▶ _EXERCISE AIM_
Your task is to write out every line of the data exactly. Drop the pictures.

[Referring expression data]
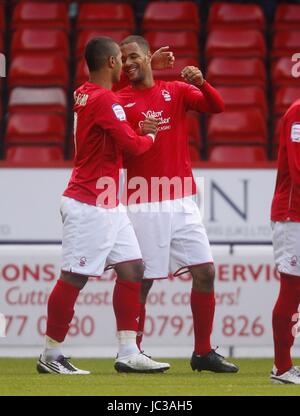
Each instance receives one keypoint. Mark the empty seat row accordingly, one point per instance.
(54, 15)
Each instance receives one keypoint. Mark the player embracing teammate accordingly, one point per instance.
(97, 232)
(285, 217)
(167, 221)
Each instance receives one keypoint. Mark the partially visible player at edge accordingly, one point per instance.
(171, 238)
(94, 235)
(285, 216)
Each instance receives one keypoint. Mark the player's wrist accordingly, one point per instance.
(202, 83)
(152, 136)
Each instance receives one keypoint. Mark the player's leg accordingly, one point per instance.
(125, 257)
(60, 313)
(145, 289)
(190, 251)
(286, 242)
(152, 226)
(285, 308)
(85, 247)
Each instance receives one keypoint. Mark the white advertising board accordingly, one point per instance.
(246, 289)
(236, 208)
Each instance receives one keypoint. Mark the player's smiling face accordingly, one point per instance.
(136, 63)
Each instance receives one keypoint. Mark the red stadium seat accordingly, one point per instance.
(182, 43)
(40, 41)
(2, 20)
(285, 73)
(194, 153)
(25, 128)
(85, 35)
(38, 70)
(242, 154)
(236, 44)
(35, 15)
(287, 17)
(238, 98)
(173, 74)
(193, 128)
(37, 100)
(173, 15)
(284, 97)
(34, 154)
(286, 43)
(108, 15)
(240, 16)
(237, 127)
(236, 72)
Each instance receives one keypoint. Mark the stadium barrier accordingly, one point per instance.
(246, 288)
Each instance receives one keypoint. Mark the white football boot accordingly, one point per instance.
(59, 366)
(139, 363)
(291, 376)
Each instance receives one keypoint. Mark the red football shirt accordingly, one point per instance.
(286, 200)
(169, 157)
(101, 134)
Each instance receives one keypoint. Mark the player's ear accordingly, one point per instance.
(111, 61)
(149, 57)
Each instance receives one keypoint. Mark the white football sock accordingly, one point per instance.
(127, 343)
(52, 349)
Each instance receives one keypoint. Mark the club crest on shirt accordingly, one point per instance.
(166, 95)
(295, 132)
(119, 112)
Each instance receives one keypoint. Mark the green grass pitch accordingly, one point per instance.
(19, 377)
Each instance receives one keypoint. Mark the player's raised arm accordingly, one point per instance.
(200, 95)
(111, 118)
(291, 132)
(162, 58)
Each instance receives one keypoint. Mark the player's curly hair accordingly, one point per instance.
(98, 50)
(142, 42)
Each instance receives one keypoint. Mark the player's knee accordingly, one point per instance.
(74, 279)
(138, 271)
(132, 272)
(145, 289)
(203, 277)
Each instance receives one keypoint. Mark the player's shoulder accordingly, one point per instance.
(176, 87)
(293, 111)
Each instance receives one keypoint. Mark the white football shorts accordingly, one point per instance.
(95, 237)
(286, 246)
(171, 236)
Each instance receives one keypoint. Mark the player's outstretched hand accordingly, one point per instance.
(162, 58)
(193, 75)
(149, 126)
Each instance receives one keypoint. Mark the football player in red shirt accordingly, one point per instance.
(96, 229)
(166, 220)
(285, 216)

▶ _RESULT OF THE EXERCISE_
Each instance receives one keypoint. Mark the empty seat row accordingly, one point per instance.
(54, 15)
Each instance receives one keypoint. Mark the player embracing teammate accordingly, one point per instance.
(97, 232)
(285, 217)
(167, 221)
Each instance receives one keypoint. Mark the partially visible player at edge accordingly, one point per instance.
(171, 238)
(94, 235)
(285, 216)
Each instance receives one keypoint. Mark the player's wrist accordingly, one point per instance.
(202, 83)
(152, 136)
Each instance receives one keypoint. Mark the player's leg accordingly, one point per instance.
(125, 257)
(60, 313)
(145, 289)
(190, 251)
(286, 242)
(152, 226)
(285, 308)
(85, 247)
Each instance receives one keypoint. Mark the white advertising board accordingly, one point per instance.
(246, 289)
(236, 208)
Each instance receives one keypoint. Mark the player's smiling face accordingly, one point per instance.
(136, 63)
Each instance receives one keypoint. Mark the red stadium seat accordingly, one point per instance.
(182, 43)
(40, 41)
(2, 20)
(285, 73)
(194, 153)
(25, 128)
(85, 35)
(38, 70)
(242, 154)
(236, 44)
(35, 15)
(287, 17)
(238, 98)
(173, 74)
(193, 128)
(37, 100)
(173, 15)
(284, 97)
(34, 154)
(286, 43)
(108, 15)
(240, 16)
(237, 127)
(236, 72)
Each instance receives one keypoint. Mark the stadium barrier accordingly, one point per instance.
(246, 288)
Each instance receives one keypoint. Mark the white football boot accordingly, one point per instance.
(59, 366)
(139, 363)
(291, 376)
Each instance receives one keypoint. Mark the red football shirt accordingly, one point per instance.
(286, 200)
(169, 157)
(101, 134)
Each instance receives one keypoint. Mark the player's ear accordingly, one point per instance.
(111, 61)
(149, 57)
Each instance receives one keypoint. Mark the white football sock accordingly, one point per instance.
(127, 343)
(52, 349)
Each instance receives one keypoint. Mark the club crest on shirt accordingly, one point per instance.
(166, 95)
(295, 132)
(119, 112)
Each instance receives one keypoint. Mark the green grass pitch accordingly, one point per instance.
(19, 377)
Each instance receives one keypoint. Mark the player's raised arm accordingly, one point per instance.
(200, 95)
(111, 118)
(291, 132)
(162, 58)
Each instance receives one keypoint. Mark the player's curly hair accordingly, one point per instance.
(98, 50)
(142, 42)
Each instance receives one keypoint. Mark the player's knee accordingly, one point per instance.
(74, 279)
(138, 271)
(132, 272)
(145, 289)
(203, 277)
Each instance receives one keypoint. Mark the player's shoulder accordingly, one point per instance.
(176, 87)
(293, 111)
Each instance receives one keypoint. Mark the white football shorts accordingly, one point per instance.
(95, 237)
(286, 246)
(171, 236)
Each instance receives one keypoint. Mark the player's outstretched hand accordingly, one point per instance.
(162, 58)
(193, 75)
(149, 126)
Each instance receives one keypoint. Mark the football player in red shirt accordingly, one point per instance.
(96, 229)
(166, 220)
(285, 216)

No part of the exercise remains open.